小学校、中学校、高校・・・・・・、ずっとバスケに夢中だった。ふたりいる姉も、お母さんも、お父さん以外はみんなバスケをやっていた。

脇目も振らず、バスケを優先。あとは学生の本分である勉強に集中。恋愛は二の次で。

でも本当は、恋愛に向き合うのが不安だった。だって、なんだか自分は周りと違うから。

「中学生のとき、一緒にいるとドキドキするのは女の子ではなく男の子でした。はじめは、みんな言わないだけでそういうもんだと思っていたんです。男の子も男の子に興味あるんだろうって。自分だけだとは思わなかったんです。でも周りを見ても、男の子同士で付き合っている人もいないし、徐々に、アレ? 男の子に興味がある僕はおかしい? って気づいて。じゃ、この感情は一時的なものなのかも、今、気になるのは男の子だけど、僕も付き合う相手は女の子なんだろうと思い込んでいました」

中学を卒業して高校への進学を考えたとき、男女別学か共学かを選ぶ必要があった。保井さんは、迷いなく共学を選んだ。今になって思うと、男子校は自分にとって“禁断の果実”のようなものであったと。食べてしまったら、もう戻れなくなる気がしていた。

彼女よりも親友と一緒にいたい

そのころは、はるな愛やKABA.ちゃんがテレビ番組を賑わせており、オカマやオネエという言葉も知っていた。そして、もしかしたら、自分もそっち側の人間なのかもしれないという不安もあった。将来、自分も女装をするんじゃないだろうか、どこかで笑われてしまうような存在になってしまうじゃないだろうか、と。

# [課題 1]
本文によると、保井さんは高校へ進学する際、男女別学と共学のどちらを選びましたか。
# [課題 2]
本文の内容を二文で要約してください。
# [課題 3]
保井さんの学生時代を語る本文について、最後の文に続く部分を書いてください。

# [データ行]

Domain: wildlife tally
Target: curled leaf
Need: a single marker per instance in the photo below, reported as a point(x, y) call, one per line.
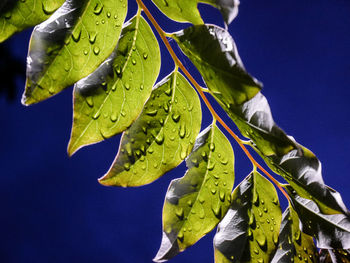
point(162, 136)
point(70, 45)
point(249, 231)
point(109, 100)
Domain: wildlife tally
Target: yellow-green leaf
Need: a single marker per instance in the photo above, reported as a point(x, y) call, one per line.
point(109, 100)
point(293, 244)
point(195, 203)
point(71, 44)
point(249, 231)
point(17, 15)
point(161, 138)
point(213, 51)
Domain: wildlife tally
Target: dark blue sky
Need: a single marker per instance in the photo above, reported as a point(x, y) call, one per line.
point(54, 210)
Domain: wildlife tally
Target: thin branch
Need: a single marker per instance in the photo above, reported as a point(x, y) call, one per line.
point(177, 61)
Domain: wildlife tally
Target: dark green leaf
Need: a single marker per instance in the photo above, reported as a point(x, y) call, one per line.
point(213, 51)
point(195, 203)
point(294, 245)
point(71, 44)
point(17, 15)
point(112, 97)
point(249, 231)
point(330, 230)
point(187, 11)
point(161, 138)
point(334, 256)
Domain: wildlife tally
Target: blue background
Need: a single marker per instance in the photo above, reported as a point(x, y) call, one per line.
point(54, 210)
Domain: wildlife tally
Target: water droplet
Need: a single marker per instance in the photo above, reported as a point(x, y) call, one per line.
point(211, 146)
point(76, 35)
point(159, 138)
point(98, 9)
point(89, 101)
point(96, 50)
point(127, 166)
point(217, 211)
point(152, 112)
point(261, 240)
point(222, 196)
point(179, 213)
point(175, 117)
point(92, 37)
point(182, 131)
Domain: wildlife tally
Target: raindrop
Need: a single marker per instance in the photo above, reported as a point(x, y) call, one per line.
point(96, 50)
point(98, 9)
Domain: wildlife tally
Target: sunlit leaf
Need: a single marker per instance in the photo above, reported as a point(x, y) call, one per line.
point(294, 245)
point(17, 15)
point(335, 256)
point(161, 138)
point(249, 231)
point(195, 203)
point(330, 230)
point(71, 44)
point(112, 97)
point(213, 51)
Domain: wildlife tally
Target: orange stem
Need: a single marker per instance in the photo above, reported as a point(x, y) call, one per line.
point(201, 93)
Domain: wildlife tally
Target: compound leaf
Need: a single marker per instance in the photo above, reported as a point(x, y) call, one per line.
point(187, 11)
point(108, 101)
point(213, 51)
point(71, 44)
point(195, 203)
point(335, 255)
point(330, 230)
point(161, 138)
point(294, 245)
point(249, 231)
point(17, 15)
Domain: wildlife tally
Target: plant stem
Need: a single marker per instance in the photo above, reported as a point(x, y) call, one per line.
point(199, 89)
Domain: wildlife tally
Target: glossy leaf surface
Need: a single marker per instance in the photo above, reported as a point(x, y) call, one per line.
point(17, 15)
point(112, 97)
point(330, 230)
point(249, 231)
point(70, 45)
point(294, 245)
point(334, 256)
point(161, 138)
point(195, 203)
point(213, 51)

==

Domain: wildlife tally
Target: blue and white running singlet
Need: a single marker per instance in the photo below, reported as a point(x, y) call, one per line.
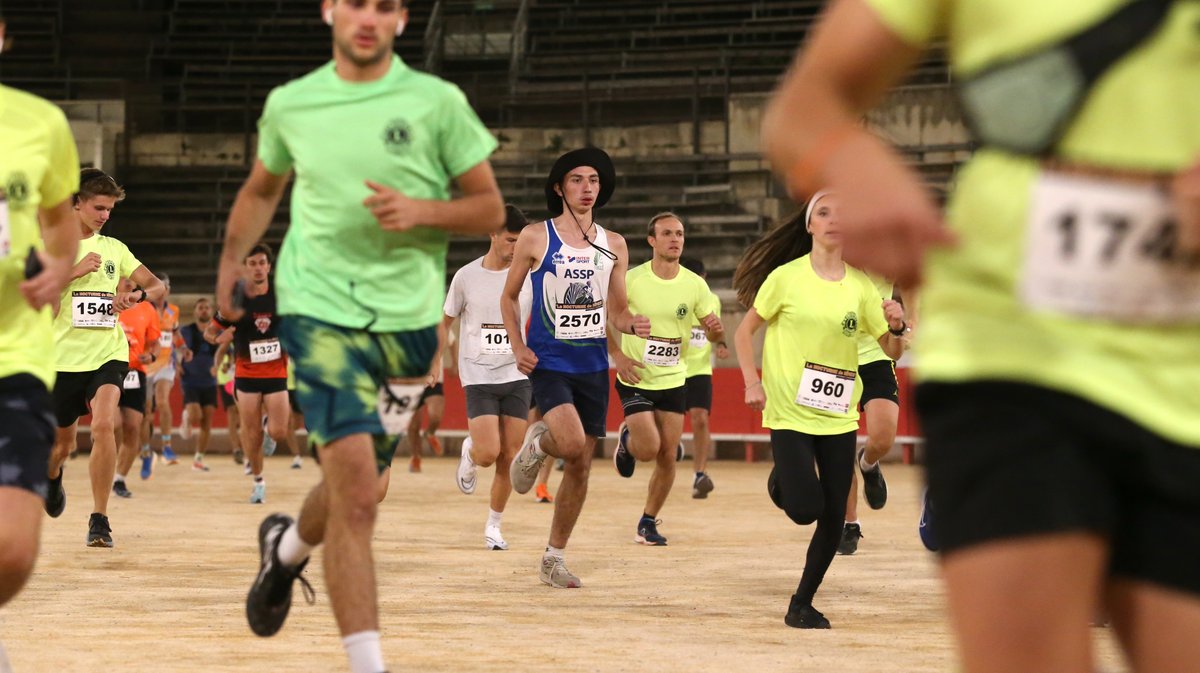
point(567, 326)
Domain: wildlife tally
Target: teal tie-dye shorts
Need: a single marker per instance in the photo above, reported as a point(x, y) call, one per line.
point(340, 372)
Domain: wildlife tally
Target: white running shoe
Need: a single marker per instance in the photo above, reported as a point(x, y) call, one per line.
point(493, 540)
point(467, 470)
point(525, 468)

--

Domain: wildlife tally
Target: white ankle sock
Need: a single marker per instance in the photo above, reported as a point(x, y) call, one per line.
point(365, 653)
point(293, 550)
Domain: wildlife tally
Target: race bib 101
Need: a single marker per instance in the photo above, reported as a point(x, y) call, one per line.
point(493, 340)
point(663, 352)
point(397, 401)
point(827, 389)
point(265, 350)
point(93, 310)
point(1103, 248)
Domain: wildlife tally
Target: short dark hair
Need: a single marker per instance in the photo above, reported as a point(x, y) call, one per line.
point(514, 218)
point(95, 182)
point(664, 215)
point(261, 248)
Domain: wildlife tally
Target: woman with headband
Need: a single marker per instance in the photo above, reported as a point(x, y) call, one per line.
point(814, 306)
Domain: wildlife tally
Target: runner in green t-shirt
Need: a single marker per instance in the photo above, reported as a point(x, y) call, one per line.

# [解答 1]
共学を選びました。

# [解答 2]
保井さんは小学校から高校までバスケに夢中で恋愛は二の次にしていましたが、実は自分が周りと違うと感じ、恋愛に向き合うことに不安を抱いていました。中学生のころ一緒にいてドキドキするのは男の子だと気づき、高校は迷わず共学を選ぶ一方、自分もテレビで見るオカマやオネエのような笑われる存在になるのではないかと不安を感じていました。

# [解答 3]
「そうなってしまったら、きっと親を悲しませることになる。男子校は気持ち悪い、絶対に共学がいい。それに僕は女の子と付き合うことだってできる。そうやって、不安を打ち消そうとしていました」

そして、高校生のとき、何人かの女性と付き合った。でも、長続きしない。彼女なら好きになれる、付き合っていけると思って、自分から告白した子もいたのに。

そんなある日、保井さんは女の子と付き合うことを諦めた。文化祭の準備で帰りが遅くなったとき、当時の彼女と一緒に帰る約束をしていたにもかかわらず、親友と一緒にいたくて、彼女との約束を破ってしまったのだ。

「ひどいことをしてしまいました・・・・・・。その彼女とも、結局2ヶ月くらいで別れてしまって。やっぱり、もう女の子とは付き合えないな、と。だって、僕は親友のことが好きだったんです」

02親友にカミングアウトと告白を

誰かに秘密を聞いてほしい

高校生のころに、“ゲイ”という言葉も知った。自分は、そうかもしれない。そんな不安を打ち消そうと、もがいていた日々。誰にも言えないことが、とても辛かった。

「このまま、残りの人生60年くらいを、誰にも言えない秘密を抱えたまま生きていくことを考えたとき、自分には絶対に無理だと思いました。誰かに聞いてほしい、誰かに言わなきゃ。そのときに思い当たったのが親友でした」

信頼している彼ならば、今まで誰にも言えなかった秘密を受け入れてくれるはず。そして「実は僕、ゲイなんだ」と伝えたとき、予想していた通りに親友は優しく聞いてくれた。

でも、もうひとつの秘密、彼への恋心は隠したままだった。

それでも、ゲイである自分を受け入れてくれた彼の存在で、どれだけ心が救われたことか。その喜びを噛み締めていたとき、なんと彼に好きな女の子が現れてしまった。

想いを伝える大切さ

絶望? 嫉妬? 羨望? なんだろう、この感情は。自分のセクシュアリティの悩みと彼への恋の悩みが混ざり合って、悶々としていたとき、彼から恋の相談を受ける。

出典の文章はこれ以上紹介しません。